**Short problem**
Reproduce the entries from the line holding "Each instance of the overcast" through the end of the entries, inclusive, with "orange foliage" replaced by "autumn foliage" and all else unchanged.

>> start Data to use

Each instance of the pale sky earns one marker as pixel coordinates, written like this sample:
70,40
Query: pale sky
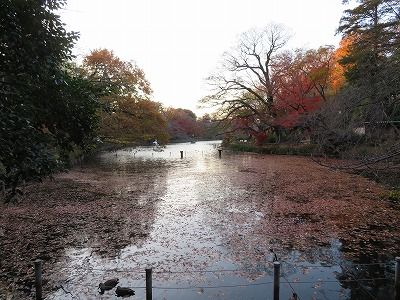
178,43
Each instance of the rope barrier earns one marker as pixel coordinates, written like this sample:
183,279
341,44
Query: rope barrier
211,287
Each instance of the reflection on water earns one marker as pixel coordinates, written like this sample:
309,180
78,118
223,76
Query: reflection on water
206,213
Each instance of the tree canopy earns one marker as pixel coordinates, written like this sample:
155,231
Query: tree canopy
46,108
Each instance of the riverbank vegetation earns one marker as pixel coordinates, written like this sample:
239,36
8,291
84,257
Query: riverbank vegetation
54,109
344,100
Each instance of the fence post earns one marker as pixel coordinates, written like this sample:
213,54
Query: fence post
277,270
149,288
397,280
38,279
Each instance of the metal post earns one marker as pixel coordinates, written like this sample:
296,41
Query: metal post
38,279
277,270
397,280
149,291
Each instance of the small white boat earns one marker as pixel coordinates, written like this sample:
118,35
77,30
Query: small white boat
157,147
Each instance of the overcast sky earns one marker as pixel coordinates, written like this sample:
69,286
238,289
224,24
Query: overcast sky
178,43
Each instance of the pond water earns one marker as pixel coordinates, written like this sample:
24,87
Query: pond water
206,227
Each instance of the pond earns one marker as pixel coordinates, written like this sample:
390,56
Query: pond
210,227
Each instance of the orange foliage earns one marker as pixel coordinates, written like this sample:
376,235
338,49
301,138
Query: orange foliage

>> end Data to use

**Complete output**
Each instance of the overcast sky earns one marker as pixel coordinates, written like this sample:
69,286
238,289
224,24
Query: overcast sky
178,43
Each instance of the pond water earns one marker as pixel coordinates, written like this sample:
24,87
Query: pond water
206,227
Each instance of the pond earns one marker as pixel coordinates, written like this sample:
390,56
Query: pond
210,227
Each instance of the autumn foliage earns one marker as pixel coordinates, written like this sample:
376,235
338,49
301,138
Query: autumn foliage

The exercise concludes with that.